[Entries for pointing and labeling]
##############################
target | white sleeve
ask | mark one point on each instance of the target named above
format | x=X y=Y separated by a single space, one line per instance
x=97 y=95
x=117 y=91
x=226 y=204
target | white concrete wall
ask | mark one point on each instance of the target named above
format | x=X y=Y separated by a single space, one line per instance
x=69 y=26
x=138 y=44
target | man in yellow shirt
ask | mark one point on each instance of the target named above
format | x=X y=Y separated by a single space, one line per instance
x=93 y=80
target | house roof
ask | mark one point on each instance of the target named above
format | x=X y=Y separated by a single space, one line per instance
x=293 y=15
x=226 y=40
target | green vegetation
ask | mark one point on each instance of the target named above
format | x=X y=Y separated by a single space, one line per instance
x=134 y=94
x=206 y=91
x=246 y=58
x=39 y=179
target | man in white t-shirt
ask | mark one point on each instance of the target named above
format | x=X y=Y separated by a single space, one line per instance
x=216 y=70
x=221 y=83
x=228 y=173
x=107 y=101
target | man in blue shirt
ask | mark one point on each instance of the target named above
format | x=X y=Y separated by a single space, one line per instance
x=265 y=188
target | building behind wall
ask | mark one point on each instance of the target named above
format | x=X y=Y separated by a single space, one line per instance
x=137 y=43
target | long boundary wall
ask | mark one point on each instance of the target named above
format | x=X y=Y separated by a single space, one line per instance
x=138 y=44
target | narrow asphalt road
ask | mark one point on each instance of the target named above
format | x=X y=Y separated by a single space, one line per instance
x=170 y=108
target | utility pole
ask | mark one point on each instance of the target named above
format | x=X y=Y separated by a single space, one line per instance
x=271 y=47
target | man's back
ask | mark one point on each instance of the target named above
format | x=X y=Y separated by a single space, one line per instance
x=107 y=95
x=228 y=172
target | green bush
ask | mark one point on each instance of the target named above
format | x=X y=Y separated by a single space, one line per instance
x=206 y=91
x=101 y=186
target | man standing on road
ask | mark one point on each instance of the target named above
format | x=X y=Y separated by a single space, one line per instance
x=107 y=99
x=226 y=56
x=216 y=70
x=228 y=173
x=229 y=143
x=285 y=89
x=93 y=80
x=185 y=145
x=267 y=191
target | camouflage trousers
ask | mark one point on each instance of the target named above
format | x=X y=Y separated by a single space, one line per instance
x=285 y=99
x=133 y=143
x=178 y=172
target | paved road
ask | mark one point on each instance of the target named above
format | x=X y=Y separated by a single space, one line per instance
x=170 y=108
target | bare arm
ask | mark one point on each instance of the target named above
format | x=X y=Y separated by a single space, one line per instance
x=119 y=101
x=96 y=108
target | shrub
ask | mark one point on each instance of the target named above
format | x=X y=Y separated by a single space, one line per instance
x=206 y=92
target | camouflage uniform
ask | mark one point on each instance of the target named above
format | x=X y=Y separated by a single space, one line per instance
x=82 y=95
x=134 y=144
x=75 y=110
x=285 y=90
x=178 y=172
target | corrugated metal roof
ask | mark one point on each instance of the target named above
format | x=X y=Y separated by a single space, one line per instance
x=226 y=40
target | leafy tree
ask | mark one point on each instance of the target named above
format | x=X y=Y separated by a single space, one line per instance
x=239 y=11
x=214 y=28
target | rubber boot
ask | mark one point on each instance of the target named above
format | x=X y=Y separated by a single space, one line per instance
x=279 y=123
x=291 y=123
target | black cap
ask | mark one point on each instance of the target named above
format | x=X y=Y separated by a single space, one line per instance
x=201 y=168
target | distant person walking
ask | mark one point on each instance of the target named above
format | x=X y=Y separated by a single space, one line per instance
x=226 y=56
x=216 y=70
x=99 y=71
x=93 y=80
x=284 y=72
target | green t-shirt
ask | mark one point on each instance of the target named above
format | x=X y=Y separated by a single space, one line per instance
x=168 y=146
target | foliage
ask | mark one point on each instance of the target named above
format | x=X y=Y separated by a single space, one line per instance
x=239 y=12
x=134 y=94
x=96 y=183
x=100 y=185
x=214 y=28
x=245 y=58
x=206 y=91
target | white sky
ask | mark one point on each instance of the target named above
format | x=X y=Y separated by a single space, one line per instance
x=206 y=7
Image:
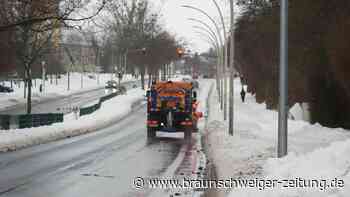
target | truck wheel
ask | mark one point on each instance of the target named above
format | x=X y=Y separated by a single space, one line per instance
x=188 y=134
x=151 y=133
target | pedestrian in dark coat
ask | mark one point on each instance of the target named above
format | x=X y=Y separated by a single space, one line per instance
x=243 y=94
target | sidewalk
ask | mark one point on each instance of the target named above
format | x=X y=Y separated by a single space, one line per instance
x=315 y=152
x=53 y=91
x=11 y=140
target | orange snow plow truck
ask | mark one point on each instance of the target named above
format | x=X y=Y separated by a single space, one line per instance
x=172 y=107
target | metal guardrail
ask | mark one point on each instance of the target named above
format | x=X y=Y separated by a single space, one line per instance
x=5 y=122
x=37 y=120
x=91 y=109
x=29 y=120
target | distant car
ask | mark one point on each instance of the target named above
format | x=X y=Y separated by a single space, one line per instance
x=91 y=77
x=111 y=84
x=5 y=89
x=195 y=84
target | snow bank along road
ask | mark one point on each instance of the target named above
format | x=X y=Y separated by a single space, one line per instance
x=60 y=104
x=103 y=163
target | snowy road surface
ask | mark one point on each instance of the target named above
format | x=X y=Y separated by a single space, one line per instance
x=61 y=104
x=98 y=164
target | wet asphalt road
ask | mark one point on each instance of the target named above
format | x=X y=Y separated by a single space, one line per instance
x=62 y=104
x=103 y=163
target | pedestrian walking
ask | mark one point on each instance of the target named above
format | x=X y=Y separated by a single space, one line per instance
x=243 y=95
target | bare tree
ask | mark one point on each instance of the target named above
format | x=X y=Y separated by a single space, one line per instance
x=36 y=25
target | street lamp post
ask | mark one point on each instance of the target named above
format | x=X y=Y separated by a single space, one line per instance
x=283 y=83
x=225 y=58
x=221 y=95
x=43 y=73
x=232 y=69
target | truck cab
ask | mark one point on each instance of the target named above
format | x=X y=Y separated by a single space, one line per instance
x=172 y=107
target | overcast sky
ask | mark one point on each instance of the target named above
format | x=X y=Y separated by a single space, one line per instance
x=176 y=17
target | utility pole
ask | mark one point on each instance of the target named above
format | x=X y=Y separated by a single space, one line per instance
x=232 y=69
x=283 y=83
x=43 y=75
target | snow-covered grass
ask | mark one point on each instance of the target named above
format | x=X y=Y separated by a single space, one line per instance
x=110 y=111
x=315 y=152
x=53 y=90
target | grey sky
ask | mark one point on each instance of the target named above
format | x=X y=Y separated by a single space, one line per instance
x=176 y=17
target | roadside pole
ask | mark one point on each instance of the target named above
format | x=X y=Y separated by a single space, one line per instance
x=43 y=73
x=283 y=83
x=232 y=69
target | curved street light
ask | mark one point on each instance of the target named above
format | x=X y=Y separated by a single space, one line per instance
x=209 y=17
x=220 y=86
x=208 y=27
##############################
Copy all of the material above line for line, without any alteration, and leave the pictures out of your answer.

Output below:
target | white sleeve
ask | mark one point on each instance of the target named above
format | x=X y=Y separated by a single space, one line per instance
x=97 y=95
x=117 y=91
x=226 y=204
target | white concrete wall
ask | mark one point on each instance of the target named above
format | x=X y=Y separated by a single space, one line per instance
x=69 y=26
x=138 y=44
target | man in yellow shirt
ask | mark one point on each instance of the target named above
format | x=X y=Y separated by a single space, one line per instance
x=93 y=80
target | house roof
ask | mark one point on each instance of the target named above
format | x=X y=Y separated by a single space, one line per instance
x=293 y=15
x=226 y=40
target | green vegetation
ask | mark one point on each instance of the target named above
format | x=X y=Y separated by a single space, one line per instance
x=134 y=94
x=206 y=91
x=246 y=58
x=39 y=179
target | man in white t-shirt
ask | mark one point on each instance of the target named above
format | x=X y=Y separated by a single space, one line per instance
x=216 y=70
x=221 y=83
x=228 y=173
x=107 y=101
target | man in blue shirt
ask | mark one point on each instance of the target named above
format | x=X y=Y separated by a single space, one line per instance
x=265 y=188
target | building behind wall
ask | mark one point on each instance of the target named above
format | x=X y=Y separated by a single space, one line per instance
x=137 y=43
target | long boundary wall
ask | mark one point on each instance of the target named above
format | x=X y=Y separated by a single space, one line per instance
x=138 y=44
target | narrow asphalt road
ask | mark one point on each instance of the target named above
format | x=X y=Y separated by a single space, one line per instance
x=170 y=108
target | utility pole
ask | mark one point on each instance of the target named above
format | x=X y=Y separated by a single space, one line per instance
x=271 y=47
target | man's back
ask | mark one point on each instance of the target named above
format | x=X y=Y separated by a single space, one line per instance
x=107 y=95
x=228 y=172
target | green bush
ask | mark one point on each instance of the target named above
format | x=X y=Y separated by a single space, one line per instance
x=206 y=91
x=101 y=186
target | man standing on road
ask | mark one point on each instance of the target named above
format | x=X y=Y separated by a single space, one line per instance
x=107 y=99
x=226 y=56
x=216 y=70
x=228 y=173
x=229 y=143
x=285 y=89
x=93 y=80
x=185 y=145
x=267 y=191
target | camouflage trousers
ask | mark one point on each instance of the target named above
format | x=X y=Y separated by a single space, one line per instance
x=285 y=99
x=133 y=143
x=178 y=172
target | paved road
ask | mark one point on each instance of the target named above
format | x=X y=Y separated by a single space, one line per instance
x=170 y=108
target | bare arm
ask | mark one point on each instance of the target named above
format | x=X y=Y separated by a single space, one line per instance
x=119 y=101
x=96 y=108
target | shrub
ask | mark one point on each instance of the target named above
format | x=X y=Y separated by a single space, one line per instance
x=206 y=92
target | camouflage uniform
ask | mark one point on each instance of the target named above
format | x=X y=Y separated by a single space, one line per instance
x=82 y=95
x=134 y=144
x=75 y=110
x=285 y=90
x=178 y=172
target | corrugated metal roof
ask | mark one point on each instance of the target named above
format | x=X y=Y separated by a single space, one line per instance
x=226 y=40
target | leafy tree
ask | mark one point on each instance of the target named above
format | x=X y=Y separated by a single space, one line per instance
x=239 y=11
x=214 y=28
target | rubber boot
ask | mark one point on each instance of the target named above
format | x=X y=Y separated by a single space, one line per instance
x=279 y=123
x=291 y=123
target | black cap
ask | mark one point on each instance of the target named above
format | x=X y=Y separated by a single space, one line per instance
x=201 y=168
target | distant person walking
ask | mark one point on each instance of the target named above
format | x=X y=Y separated by a single space, one line per instance
x=226 y=56
x=216 y=70
x=99 y=71
x=93 y=80
x=284 y=72
target | green t-shirt
ask | mark one point on each instance of the target named above
format | x=X y=Y separated by a single space, one line per instance
x=168 y=146
target | foliage
ask | mark one point on each instance of the target named above
format | x=X y=Y separated by a single space, one line per instance
x=239 y=12
x=134 y=94
x=96 y=183
x=100 y=185
x=214 y=28
x=245 y=58
x=206 y=91
target | white sky
ask | mark one point on each instance of the target named above
format | x=X y=Y separated by a single space, one line per instance
x=206 y=7
Image:
target | truck wheel
ask | mark one point on each instance of the target named above
format | x=X y=Y separated by a single space, one line per instance
x=188 y=134
x=151 y=133
target | pedestrian in dark coat
ask | mark one point on each instance of the target named above
format | x=X y=Y separated by a single space, one line per instance
x=243 y=94
target | sidewalk
ask | mark one point on each instance of the target named above
format | x=X y=Y separated by a single space, one line per instance
x=315 y=152
x=53 y=91
x=11 y=140
target | orange snow plow truck
ask | mark one point on each instance of the target named above
format | x=X y=Y separated by a single space, one line per instance
x=172 y=107
target | metal guardrail
ask | mark one point on each instance of the target named above
format | x=X y=Y separated by a single space, one line per instance
x=5 y=122
x=37 y=120
x=91 y=109
x=29 y=120
target | distant car
ask | mark one point on each instance of the target named above
format | x=X y=Y separated by a single space, one line per instance
x=91 y=77
x=111 y=84
x=5 y=89
x=195 y=84
target | snow bank along road
ask | mark one point on each instance of the target named above
format | x=X y=Y separated by a single space, one line per instance
x=60 y=104
x=103 y=163
target | snowy road surface
ask | mark one point on each instance of the target named above
format | x=X y=Y separated by a single space, one line per instance
x=61 y=104
x=98 y=164
target | wet asphalt road
ask | mark one point on each instance of the target named above
format | x=X y=Y separated by a single space, one line per instance
x=62 y=104
x=103 y=163
target | pedestrian walking
ask | mark one point on each instance of the target named above
format | x=X y=Y separated by a single space, one line per instance
x=243 y=95
target | bare tree
ask | mark one point on each instance of the target named above
format | x=X y=Y separated by a single space, one line per instance
x=36 y=25
target | street lamp post
ask | mark one point on each instance of the target named above
format | x=X y=Y separated by a single space, one line per instance
x=283 y=83
x=225 y=58
x=221 y=95
x=43 y=73
x=232 y=69
target | truck cab
ask | mark one point on each instance of the target named above
format | x=X y=Y separated by a single space, one line per instance
x=172 y=107
target | overcast sky
ask | mark one point on each instance of the target named above
format | x=X y=Y separated by a single space, one line per instance
x=176 y=17
target | utility pole
ask | mark one point on each instance of the target named above
format | x=X y=Y separated by a single space, one line per instance
x=232 y=69
x=283 y=83
x=43 y=75
target | snow-covered grass
ask | mark one point on each instance of the target named above
format | x=X y=Y separated by a single space, one line per instance
x=110 y=111
x=315 y=152
x=53 y=90
target | grey sky
ask | mark one point on each instance of the target named above
format | x=X y=Y separated by a single space, one line per instance
x=176 y=17
target | roadside pole
ask | mark one point on each instance of the target named above
format | x=X y=Y separated by a single space, one line per instance
x=43 y=73
x=283 y=83
x=232 y=69
target | curved street light
ask | mark one point on each instance of the target named above
format | x=X y=Y separated by a single space, one line per instance
x=209 y=17
x=220 y=86
x=208 y=27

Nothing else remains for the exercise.